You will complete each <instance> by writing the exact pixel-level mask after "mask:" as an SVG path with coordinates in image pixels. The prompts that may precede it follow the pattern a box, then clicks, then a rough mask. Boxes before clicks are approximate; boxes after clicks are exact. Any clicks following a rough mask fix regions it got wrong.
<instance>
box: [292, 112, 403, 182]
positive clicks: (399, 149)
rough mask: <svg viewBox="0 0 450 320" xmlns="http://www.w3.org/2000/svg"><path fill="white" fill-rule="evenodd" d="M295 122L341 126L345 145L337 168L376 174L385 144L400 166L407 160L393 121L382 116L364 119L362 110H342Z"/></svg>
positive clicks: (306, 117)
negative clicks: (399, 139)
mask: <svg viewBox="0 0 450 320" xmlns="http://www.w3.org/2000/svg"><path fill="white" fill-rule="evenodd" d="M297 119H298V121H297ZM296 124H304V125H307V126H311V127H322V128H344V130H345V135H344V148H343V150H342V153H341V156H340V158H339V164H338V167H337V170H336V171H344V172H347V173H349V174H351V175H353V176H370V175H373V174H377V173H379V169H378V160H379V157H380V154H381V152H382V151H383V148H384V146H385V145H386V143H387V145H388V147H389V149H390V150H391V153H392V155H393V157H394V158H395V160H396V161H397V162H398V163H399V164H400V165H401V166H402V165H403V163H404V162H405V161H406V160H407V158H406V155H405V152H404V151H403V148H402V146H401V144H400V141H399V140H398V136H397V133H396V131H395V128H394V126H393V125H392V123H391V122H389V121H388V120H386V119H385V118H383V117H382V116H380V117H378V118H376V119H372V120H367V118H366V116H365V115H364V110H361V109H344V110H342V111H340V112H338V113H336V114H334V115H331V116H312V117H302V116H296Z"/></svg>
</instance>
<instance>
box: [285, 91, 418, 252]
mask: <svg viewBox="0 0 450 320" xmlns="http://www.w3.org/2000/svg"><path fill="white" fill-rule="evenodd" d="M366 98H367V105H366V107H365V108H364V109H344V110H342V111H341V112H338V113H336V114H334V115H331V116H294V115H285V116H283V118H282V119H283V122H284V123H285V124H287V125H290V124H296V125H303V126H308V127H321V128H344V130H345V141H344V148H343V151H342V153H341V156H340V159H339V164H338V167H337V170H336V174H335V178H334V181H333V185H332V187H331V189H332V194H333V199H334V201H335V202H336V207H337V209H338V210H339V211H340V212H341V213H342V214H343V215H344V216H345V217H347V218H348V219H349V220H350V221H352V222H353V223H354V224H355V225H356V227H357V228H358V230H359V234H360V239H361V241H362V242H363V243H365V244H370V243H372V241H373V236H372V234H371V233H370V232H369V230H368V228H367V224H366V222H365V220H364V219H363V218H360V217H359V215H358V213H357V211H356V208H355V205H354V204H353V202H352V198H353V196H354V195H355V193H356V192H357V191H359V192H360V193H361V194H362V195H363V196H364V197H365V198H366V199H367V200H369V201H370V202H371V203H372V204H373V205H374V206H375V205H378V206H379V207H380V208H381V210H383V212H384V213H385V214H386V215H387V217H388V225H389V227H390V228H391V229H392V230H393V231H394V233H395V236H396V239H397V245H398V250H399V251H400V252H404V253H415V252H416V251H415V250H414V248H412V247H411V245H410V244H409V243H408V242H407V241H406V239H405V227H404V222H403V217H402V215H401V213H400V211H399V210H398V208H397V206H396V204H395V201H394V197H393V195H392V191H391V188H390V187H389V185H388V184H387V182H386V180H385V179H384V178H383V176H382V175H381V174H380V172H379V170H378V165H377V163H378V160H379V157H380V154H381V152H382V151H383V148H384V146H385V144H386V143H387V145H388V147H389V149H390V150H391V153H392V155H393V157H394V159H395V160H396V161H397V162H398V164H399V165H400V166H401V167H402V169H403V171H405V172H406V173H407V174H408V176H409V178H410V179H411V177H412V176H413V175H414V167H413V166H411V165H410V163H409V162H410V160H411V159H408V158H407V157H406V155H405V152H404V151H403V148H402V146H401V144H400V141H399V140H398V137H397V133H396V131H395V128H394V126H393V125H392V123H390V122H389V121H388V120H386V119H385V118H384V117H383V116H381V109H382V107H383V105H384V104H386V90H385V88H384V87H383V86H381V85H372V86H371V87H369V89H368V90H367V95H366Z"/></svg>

-------

Print every line of the items above again, in the same order and without changing a single character.

You will complete each <instance> by writing the exact pixel-level mask after "mask:" as an SVG path with coordinates in image pixels. The prompts that may precede it follow the pattern a box, then clicks, then a rough mask. Boxes before clicks are approximate; boxes after clicks are exact. Any clicks following a rough mask fix regions it got wrong.
<instance>
box: [292, 112, 403, 182]
positive clicks: (399, 149)
rough mask: <svg viewBox="0 0 450 320" xmlns="http://www.w3.org/2000/svg"><path fill="white" fill-rule="evenodd" d="M295 122L341 126L345 145L337 168L376 174L385 144L400 166L407 160L393 121L382 116L364 119L362 110H342Z"/></svg>
positive clicks: (306, 117)
negative clicks: (399, 139)
mask: <svg viewBox="0 0 450 320" xmlns="http://www.w3.org/2000/svg"><path fill="white" fill-rule="evenodd" d="M297 119H298V121H297ZM296 124H304V125H307V126H311V127H322V128H344V130H345V135H344V148H343V150H342V153H341V156H340V158H339V164H338V167H337V170H336V171H344V172H347V173H349V174H351V175H353V176H370V175H373V174H377V173H379V169H378V160H379V157H380V154H381V152H382V151H383V148H384V146H385V145H386V143H387V145H388V147H389V149H390V150H391V153H392V155H393V157H394V158H395V160H396V161H397V162H398V163H399V164H400V165H401V166H402V165H403V163H404V162H405V161H406V160H407V158H406V155H405V152H404V151H403V148H402V146H401V144H400V141H399V140H398V136H397V133H396V131H395V128H394V126H393V125H392V123H391V122H389V121H388V120H386V119H385V118H383V117H382V116H380V117H378V118H376V119H372V120H367V118H366V116H365V115H364V110H361V109H344V110H342V111H340V112H338V113H336V114H334V115H331V116H312V117H302V116H296Z"/></svg>
</instance>
<instance>
box: [285, 91, 418, 252]
mask: <svg viewBox="0 0 450 320" xmlns="http://www.w3.org/2000/svg"><path fill="white" fill-rule="evenodd" d="M366 98H367V105H366V107H365V108H364V109H344V110H342V111H341V112H338V113H336V114H334V115H331V116H294V115H285V116H283V118H282V119H283V122H284V123H285V124H287V125H290V124H296V125H303V126H308V127H321V128H344V130H345V141H344V148H343V151H342V153H341V156H340V159H339V164H338V167H337V170H336V174H335V178H334V181H333V185H332V187H331V189H332V194H333V199H334V201H335V202H336V207H337V209H338V210H339V211H340V212H341V213H342V214H343V215H344V216H345V217H347V218H348V219H349V220H350V221H352V222H353V223H354V224H355V225H356V227H357V228H358V230H359V234H360V239H361V241H362V242H363V243H365V244H370V243H372V241H373V236H372V234H371V233H370V232H369V230H368V228H367V224H366V222H365V220H364V219H363V218H360V217H359V215H358V213H357V211H356V208H355V205H354V204H353V202H352V198H353V196H354V195H355V193H356V192H357V191H359V192H360V193H361V194H362V195H363V196H364V197H365V198H366V199H367V200H369V201H370V202H371V203H372V204H373V205H374V206H375V205H378V206H379V207H380V208H381V210H383V212H384V213H385V214H386V215H387V217H388V225H389V227H390V228H391V229H392V230H393V231H394V233H395V236H396V239H397V245H398V250H399V251H400V252H404V253H415V252H416V251H415V250H414V248H412V247H411V245H410V244H409V243H408V242H407V241H406V239H405V227H404V222H403V217H402V215H401V213H400V211H399V210H398V208H397V206H396V204H395V201H394V197H393V195H392V191H391V188H390V187H389V185H388V184H387V182H386V180H385V179H384V178H383V176H382V175H381V174H380V172H379V170H378V165H377V163H378V160H379V157H380V154H381V152H382V151H383V148H384V146H385V144H386V143H387V145H388V147H389V149H390V150H391V153H392V155H393V157H394V159H395V160H396V161H397V162H398V164H399V165H400V166H401V167H402V169H403V171H405V172H406V173H407V174H408V176H409V178H410V179H411V177H412V176H413V175H414V167H413V166H411V165H410V163H409V162H410V160H411V159H408V158H407V157H406V155H405V152H404V151H403V148H402V146H401V144H400V141H399V140H398V137H397V133H396V131H395V128H394V126H393V125H392V123H390V122H389V121H388V120H386V119H385V118H384V117H383V116H381V109H382V107H383V105H384V104H386V90H385V88H384V87H383V86H381V85H372V86H371V87H369V89H368V90H367V95H366Z"/></svg>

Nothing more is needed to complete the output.